Extracted information:
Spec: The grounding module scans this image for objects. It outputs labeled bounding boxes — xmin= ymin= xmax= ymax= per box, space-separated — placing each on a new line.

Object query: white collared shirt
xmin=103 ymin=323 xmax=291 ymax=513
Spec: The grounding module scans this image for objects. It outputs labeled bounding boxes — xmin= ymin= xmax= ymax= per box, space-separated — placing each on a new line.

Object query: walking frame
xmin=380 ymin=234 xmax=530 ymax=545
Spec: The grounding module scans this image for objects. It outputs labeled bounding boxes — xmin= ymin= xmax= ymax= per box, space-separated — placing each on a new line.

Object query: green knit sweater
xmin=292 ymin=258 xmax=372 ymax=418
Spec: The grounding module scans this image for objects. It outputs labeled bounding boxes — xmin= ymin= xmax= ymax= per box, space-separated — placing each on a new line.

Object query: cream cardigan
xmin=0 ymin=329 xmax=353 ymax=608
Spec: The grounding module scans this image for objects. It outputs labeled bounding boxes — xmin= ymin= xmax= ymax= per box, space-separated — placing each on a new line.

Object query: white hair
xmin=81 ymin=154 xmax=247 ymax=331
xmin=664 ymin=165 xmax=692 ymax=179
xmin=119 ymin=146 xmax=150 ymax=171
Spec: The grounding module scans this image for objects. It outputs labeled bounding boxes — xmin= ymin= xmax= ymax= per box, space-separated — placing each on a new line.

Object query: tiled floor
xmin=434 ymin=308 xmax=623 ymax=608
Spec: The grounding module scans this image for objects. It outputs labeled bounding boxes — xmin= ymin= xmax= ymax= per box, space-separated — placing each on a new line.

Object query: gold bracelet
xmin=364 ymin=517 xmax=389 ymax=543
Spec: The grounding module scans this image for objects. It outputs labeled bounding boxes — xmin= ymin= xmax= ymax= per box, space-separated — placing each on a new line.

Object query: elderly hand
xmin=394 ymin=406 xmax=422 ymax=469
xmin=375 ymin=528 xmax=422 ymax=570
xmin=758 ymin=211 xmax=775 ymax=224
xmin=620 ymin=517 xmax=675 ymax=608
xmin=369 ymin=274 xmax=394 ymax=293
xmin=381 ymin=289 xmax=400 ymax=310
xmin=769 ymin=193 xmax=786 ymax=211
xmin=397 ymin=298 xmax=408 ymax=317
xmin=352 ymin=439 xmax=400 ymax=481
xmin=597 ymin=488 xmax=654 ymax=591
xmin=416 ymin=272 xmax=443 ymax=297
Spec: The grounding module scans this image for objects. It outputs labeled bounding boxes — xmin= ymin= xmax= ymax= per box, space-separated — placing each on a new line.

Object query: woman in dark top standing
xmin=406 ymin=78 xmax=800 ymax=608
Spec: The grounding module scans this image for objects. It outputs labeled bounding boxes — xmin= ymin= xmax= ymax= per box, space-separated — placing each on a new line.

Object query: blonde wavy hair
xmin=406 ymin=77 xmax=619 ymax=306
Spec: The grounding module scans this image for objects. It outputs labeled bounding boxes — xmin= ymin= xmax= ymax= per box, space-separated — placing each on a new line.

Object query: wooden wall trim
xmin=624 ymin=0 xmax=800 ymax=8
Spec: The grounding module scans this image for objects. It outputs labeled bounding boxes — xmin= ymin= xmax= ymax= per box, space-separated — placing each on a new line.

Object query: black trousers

Problem to solve: Copy all of the lines above without changing anything.

Answer to this problem:
Spec: The grounding module scans this image for objects. It outputs labeled bounding boxes — xmin= ymin= xmax= ymax= per box, space-separated — placing each on a new line.

Object query: white collared shirt
xmin=103 ymin=323 xmax=291 ymax=513
Spec: The grounding module scans this image for objects. It outputs labeled bounding boxes — xmin= ymin= xmax= ymax= per box, space-separated — placing each on a new line.

Object query: walking frame
xmin=380 ymin=234 xmax=530 ymax=545
Spec: The grounding module scans this image for objects. It outputs labeled bounding boxes — xmin= ymin= xmax= ymax= per box, space-separated — placing each on a new line.

Object query: green knit sweater
xmin=292 ymin=258 xmax=372 ymax=418
Spec: The grounding module scans this image for objects. It outputs labeled bounding boxes — xmin= ymin= xmax= ymax= per box, space-separated — placing each on a new line.

Object query: cream cardigan
xmin=0 ymin=329 xmax=353 ymax=608
Spec: The grounding module scans this image for objects. It outputs labeled bounding boxes — xmin= ymin= xmax= ymax= per box, space-separated — placing each on a new line.

Object query: white hair
xmin=81 ymin=154 xmax=247 ymax=331
xmin=664 ymin=165 xmax=692 ymax=179
xmin=119 ymin=146 xmax=150 ymax=171
Spec: The grounding module scans this image for objects. It outputs labeled bounding boxes — xmin= ymin= xmax= ymax= per box, space-separated — placing each on a new line.

Object query: tiled floor
xmin=434 ymin=308 xmax=623 ymax=608
Spec: The grounding module scans this image for objects. It outputs labeled bounding boxes — xmin= ymin= xmax= ymax= per box, space-separated — placing each on a new line.

Object query: gold bracelet
xmin=364 ymin=517 xmax=389 ymax=543
Spec: The grounding module scans this image for objects. It outputs labeled bounding boxes — xmin= ymin= xmax= ymax= per box, space-separated — placing each on a new line.

Object query: elderly hand
xmin=394 ymin=406 xmax=422 ymax=469
xmin=375 ymin=528 xmax=422 ymax=570
xmin=758 ymin=211 xmax=775 ymax=224
xmin=620 ymin=517 xmax=675 ymax=608
xmin=369 ymin=274 xmax=394 ymax=293
xmin=381 ymin=289 xmax=400 ymax=310
xmin=769 ymin=193 xmax=786 ymax=211
xmin=397 ymin=298 xmax=408 ymax=317
xmin=352 ymin=439 xmax=400 ymax=481
xmin=597 ymin=488 xmax=654 ymax=591
xmin=416 ymin=272 xmax=443 ymax=297
Spec: The grounding module scans this image for objects. It outputs labeled bounding boxes — xmin= ymin= xmax= ymax= per box, space-separated — placing each on a new line.

Object query: woman in dark top standing
xmin=406 ymin=78 xmax=800 ymax=608
Spec: The grounding module scans this image for objects. It outputs labeled bounding boxes — xmin= ymin= xmax= ymax= per box, space-separated — placing each on a new line.

Object query: blonde wavy hair
xmin=406 ymin=77 xmax=619 ymax=306
Spec: The grounding module scans this image for objects. It outputs labeled bounding boxes — xmin= ymin= xmax= ymax= per box, space-separated — placing each on a new line.

Object query: wooden wall trim
xmin=624 ymin=0 xmax=800 ymax=8
Spec: The grounding module scans this image for objects. It outputs labeled bounding boxes — xmin= ymin= xmax= ymax= per box, space-separated — placing each on a new line.

Object query: black trousers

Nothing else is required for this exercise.